§ **Set task**:
Reproduce the lines below as a numbered list, omitting blank lines and pictures.

· · ·

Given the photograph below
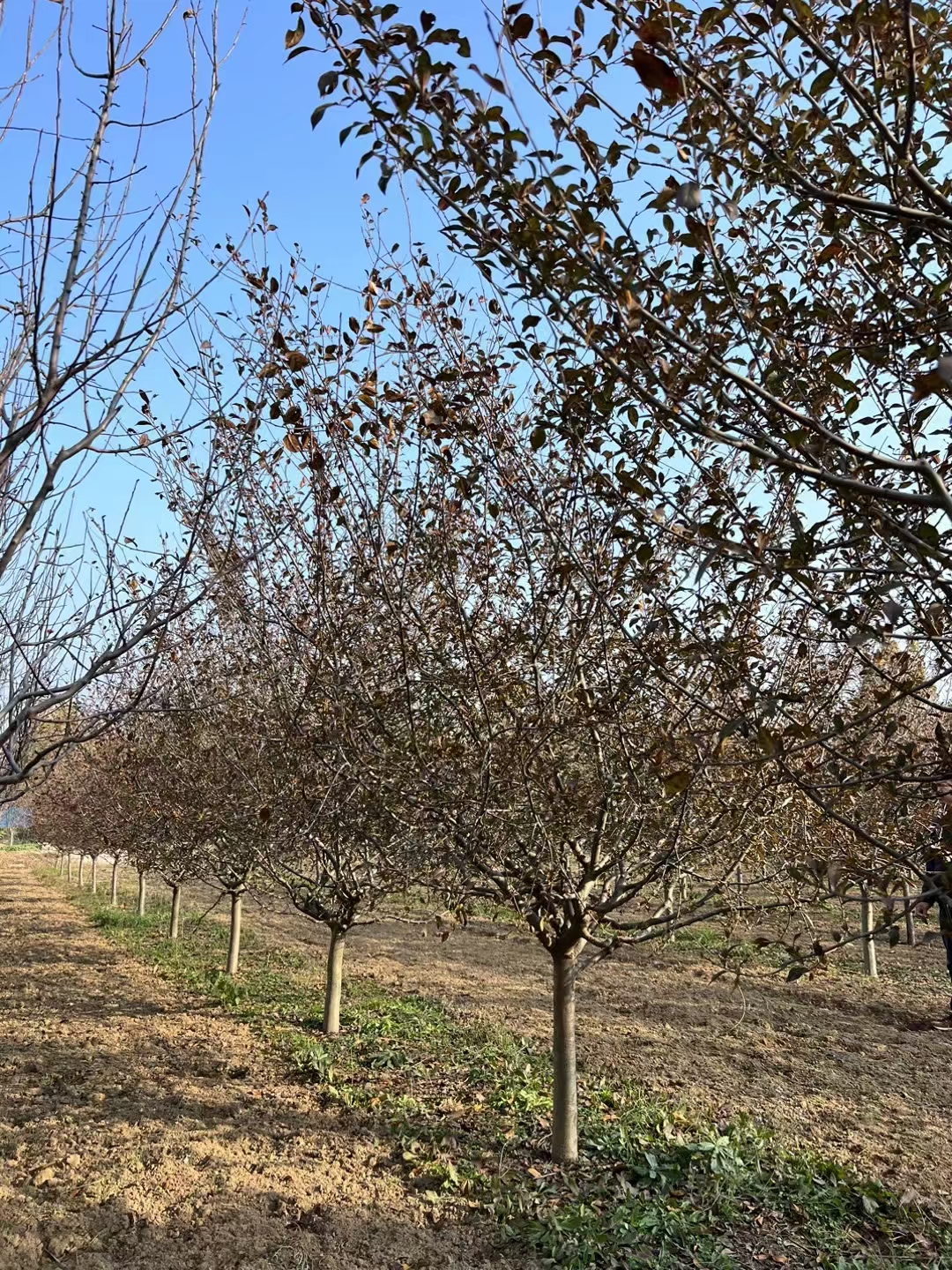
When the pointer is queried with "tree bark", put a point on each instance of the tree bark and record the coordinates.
(565, 1093)
(331, 992)
(866, 926)
(235, 934)
(909, 915)
(175, 917)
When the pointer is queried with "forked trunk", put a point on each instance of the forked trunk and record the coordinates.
(911, 918)
(331, 992)
(565, 1091)
(235, 934)
(175, 917)
(866, 927)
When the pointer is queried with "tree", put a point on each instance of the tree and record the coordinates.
(93, 285)
(744, 271)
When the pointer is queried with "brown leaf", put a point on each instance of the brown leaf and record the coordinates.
(651, 29)
(654, 72)
(831, 251)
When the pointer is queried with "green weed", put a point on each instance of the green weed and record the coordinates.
(466, 1108)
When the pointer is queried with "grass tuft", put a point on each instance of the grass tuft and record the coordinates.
(466, 1108)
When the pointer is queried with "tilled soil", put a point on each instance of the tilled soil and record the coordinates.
(841, 1064)
(141, 1131)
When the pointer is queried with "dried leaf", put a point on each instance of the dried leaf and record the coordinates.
(655, 72)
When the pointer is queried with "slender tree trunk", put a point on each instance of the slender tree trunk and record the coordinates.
(175, 917)
(235, 935)
(565, 1093)
(866, 926)
(909, 915)
(331, 992)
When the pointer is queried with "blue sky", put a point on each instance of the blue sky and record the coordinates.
(260, 144)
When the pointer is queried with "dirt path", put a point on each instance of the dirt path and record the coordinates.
(144, 1132)
(836, 1062)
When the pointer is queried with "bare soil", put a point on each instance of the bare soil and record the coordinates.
(141, 1131)
(838, 1062)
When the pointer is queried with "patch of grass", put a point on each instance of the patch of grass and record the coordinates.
(466, 1108)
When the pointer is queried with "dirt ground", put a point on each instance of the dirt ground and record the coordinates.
(837, 1062)
(143, 1132)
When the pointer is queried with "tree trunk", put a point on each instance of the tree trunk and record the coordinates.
(175, 917)
(235, 935)
(565, 1093)
(331, 992)
(911, 917)
(866, 926)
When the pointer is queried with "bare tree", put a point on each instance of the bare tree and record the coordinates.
(93, 286)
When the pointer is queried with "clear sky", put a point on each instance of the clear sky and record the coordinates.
(260, 144)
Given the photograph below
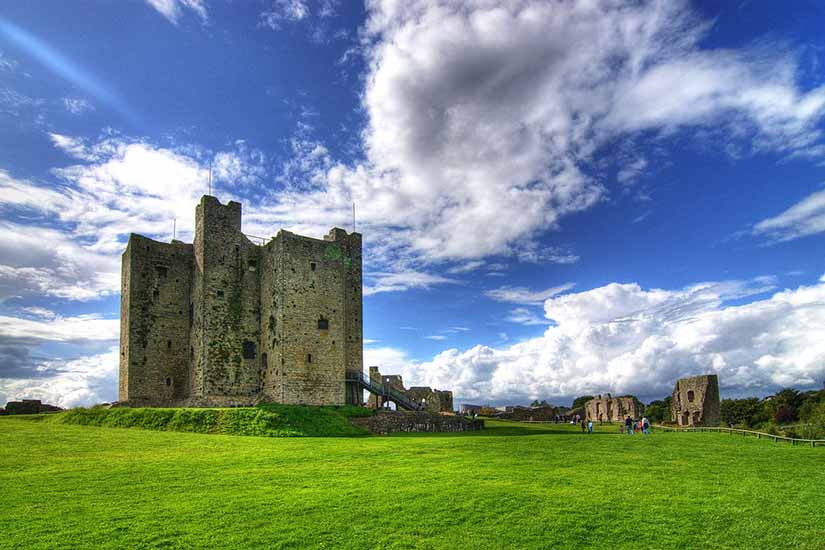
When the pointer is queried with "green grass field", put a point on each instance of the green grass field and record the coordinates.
(511, 486)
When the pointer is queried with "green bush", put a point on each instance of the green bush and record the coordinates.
(269, 420)
(814, 428)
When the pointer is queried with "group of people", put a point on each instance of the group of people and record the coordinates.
(630, 426)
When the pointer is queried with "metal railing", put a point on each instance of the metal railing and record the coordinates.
(384, 390)
(745, 433)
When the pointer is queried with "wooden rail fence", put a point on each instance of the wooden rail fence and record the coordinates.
(745, 433)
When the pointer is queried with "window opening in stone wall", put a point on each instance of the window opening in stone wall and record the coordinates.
(249, 350)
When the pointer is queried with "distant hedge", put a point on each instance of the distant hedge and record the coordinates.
(265, 420)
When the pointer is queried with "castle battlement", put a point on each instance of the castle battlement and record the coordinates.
(227, 321)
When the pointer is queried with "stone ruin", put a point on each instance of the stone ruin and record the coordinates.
(231, 320)
(432, 400)
(612, 409)
(696, 401)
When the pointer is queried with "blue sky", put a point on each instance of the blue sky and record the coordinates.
(556, 198)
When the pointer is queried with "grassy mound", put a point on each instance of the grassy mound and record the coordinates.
(509, 486)
(268, 420)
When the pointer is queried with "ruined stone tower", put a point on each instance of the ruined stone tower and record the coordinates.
(696, 401)
(226, 321)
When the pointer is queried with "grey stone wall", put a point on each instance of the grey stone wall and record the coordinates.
(241, 322)
(155, 295)
(611, 409)
(385, 422)
(696, 401)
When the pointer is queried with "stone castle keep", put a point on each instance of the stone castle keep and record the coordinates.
(225, 321)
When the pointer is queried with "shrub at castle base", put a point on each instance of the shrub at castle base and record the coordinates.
(271, 420)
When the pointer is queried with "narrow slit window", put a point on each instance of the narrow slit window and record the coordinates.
(249, 350)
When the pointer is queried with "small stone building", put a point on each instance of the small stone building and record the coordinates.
(433, 400)
(612, 409)
(228, 320)
(696, 401)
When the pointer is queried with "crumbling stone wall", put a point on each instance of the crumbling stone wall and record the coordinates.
(434, 400)
(612, 409)
(311, 328)
(226, 321)
(385, 422)
(696, 401)
(155, 295)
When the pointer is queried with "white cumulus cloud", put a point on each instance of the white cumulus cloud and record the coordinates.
(621, 338)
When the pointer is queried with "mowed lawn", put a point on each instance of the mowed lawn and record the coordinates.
(512, 486)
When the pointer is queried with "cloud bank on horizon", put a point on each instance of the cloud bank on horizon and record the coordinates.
(486, 125)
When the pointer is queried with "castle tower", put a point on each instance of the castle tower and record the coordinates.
(154, 322)
(226, 321)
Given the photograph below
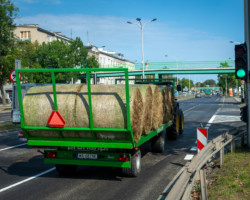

· · ·

§ **Solution to the exercise**:
1. Given the photograph below
2. When the pointer is queried with "tree bark", put a point on each instance of the tree bark and record the coordinates.
3. (565, 1093)
4. (331, 992)
5. (866, 926)
6. (235, 934)
7. (909, 915)
8. (175, 917)
9. When the pointer is queried with "forked trunk", put a point on each instance of the forked trunk and record the coordinates.
10. (911, 918)
11. (331, 992)
12. (565, 1091)
13. (235, 934)
14. (175, 917)
15. (866, 927)
16. When the pointer is queried with "tree", put a point on each instance of the tree and record the coordinates.
17. (93, 285)
18. (744, 271)
19. When the pointer is queried with "brown leaf", put a point on each instance of the brown leaf and record the coordinates.
20. (651, 29)
21. (654, 72)
22. (831, 251)
23. When the pointer is queried with "green weed", put a point on each instance of the green weed and record the coordinates.
24. (466, 1108)
25. When the pointer is queried with "grass tuft", put a point on each instance of the grass tuft and record the coordinates.
26. (466, 1108)
27. When the pointer is queried with "tilled soil", put a point on each instance of the tilled soil and record the coordinates.
28. (841, 1064)
29. (141, 1131)
30. When the pointer is queried with "dried leaf", put a point on each instance of the dried leaf and record the coordinates.
31. (655, 72)
32. When the pointer is queried with "slender tree trunk", put a point on each instance of the slender tree trunk and record the coordinates.
33. (175, 917)
34. (235, 935)
35. (565, 1093)
36. (866, 926)
37. (909, 915)
38. (331, 992)
39. When the pointer is queried with "blue sky", put a point on each instance of the blue sky and record the coordinates.
40. (260, 144)
41. When the pointer is queried with "dirt path", put a point on each instance of the dirt path and record the coordinates.
42. (144, 1132)
43. (836, 1062)
44. When the pointer is queried with "bare soil", put a point on each instance of the bare soil and record the coordinates.
45. (141, 1131)
46. (838, 1062)
47. When the pointer is queried with "patch of grass", put a point on each instance of the patch of grass and record the coordinates.
48. (466, 1108)
49. When the pointer is queried with "dirt ground", put a point on each instance of the dirt ground and record the coordinates.
50. (837, 1062)
51. (143, 1132)
52. When the pointer is queried with "tree trunk", put a point on each instance of the tree trunk and record the coordinates.
53. (175, 917)
54. (235, 935)
55. (565, 1093)
56. (331, 992)
57. (911, 917)
58. (866, 926)
59. When the pointer is queried with "bare tree", put a point on each instance of the bare tree and record the coordinates.
60. (93, 286)
61. When the pointer is queried with "clear sky", put a point on each instance of the clear sky and record the coordinates.
62. (260, 144)
63. Given the photograph below
64. When the pointer is queried with "green grass field", put a point on each instance of the green grass field and record the coordinates.
65. (511, 486)
66. When the pointer is queried with "green bush", put a point on each instance of the green bush and record the coordinates.
67. (269, 420)
68. (814, 428)
69. When the pointer is queried with "group of people", put a point on each instance of the group of people and record the coordinates.
70. (630, 426)
71. When the pointer is queried with "metal railing", put a point on each instance of the metal railing and record the coordinates.
72. (384, 390)
73. (745, 433)
74. When the pointer is queried with "wooden rail fence", put a point on each instance of the wooden rail fence and record the coordinates.
75. (745, 433)
76. When the pointer is queried with "window opening in stone wall", put a point on each instance of the window opening in stone wall and record the coordinates.
77. (249, 350)
78. When the pointer is queried with "distant hedge", put a point on each instance of the distant hedge and record the coordinates.
79. (265, 420)
80. When the pointer is queried with "castle battlement", put a point on each instance of the castle battlement and record the coordinates.
81. (227, 321)
82. When the pointer is queried with "stone ruin", put a point on each instance of the stone ruin and record the coordinates.
83. (231, 320)
84. (432, 400)
85. (612, 409)
86. (696, 401)
87. When the pointer is queried with "blue sky", put a point on each instance of the blue sky and record the coordinates.
88. (556, 198)
89. When the pointer is queried with "grassy mound", put a point on each instance of the grassy mound and record the coordinates.
90. (509, 486)
91. (268, 420)
92. When the pointer is queried with "ruined stone tower", put a point on each instance of the ruined stone tower and record the coordinates.
93. (696, 401)
94. (226, 321)
95. When the pointer is queried with "grey stone wall", put a point on each instance of the grey stone wall and record the coordinates.
96. (241, 322)
97. (155, 295)
98. (611, 409)
99. (385, 422)
100. (696, 401)
101. When the pointer is queried with "stone castle keep", put a point on each instance of the stone castle keep and record the coordinates.
102. (225, 321)
103. When the pointer is queried with "shrub at castle base", put a point on each instance of the shrub at castle base and record the coordinates.
104. (271, 420)
105. When the pointer is queried with "narrow slit window", put a point on each instance of the narrow slit window and record the coordinates.
106. (249, 350)
107. When the pointer is queried with "small stone building", put a point on each instance of the small stone building and record the coordinates.
108. (433, 400)
109. (612, 409)
110. (228, 320)
111. (696, 401)
112. When the pointer is queried with "crumbling stone wall", put a point on each instance of the crumbling stone wall and record the coordinates.
113. (434, 400)
114. (612, 409)
115. (311, 328)
116. (226, 321)
117. (385, 422)
118. (696, 401)
119. (155, 295)
120. When the pointer is queried with "white cumulus cloud", put a point on each instance of the white cumulus cloud and record the coordinates.
121. (621, 338)
122. When the pointer is queried with "mowed lawn", put a point on each instance of the mowed lawn and record the coordinates.
123. (512, 486)
124. When the pointer is queried with "cloud bank on horizon", put a point on each instance of the cloud bank on horizon and record the coordinates.
125. (486, 125)
126. When the pointer is queried with "castle tower", put a point on each instance of the castle tower and record the coordinates.
127. (154, 322)
128. (226, 321)
129. Given the photograph below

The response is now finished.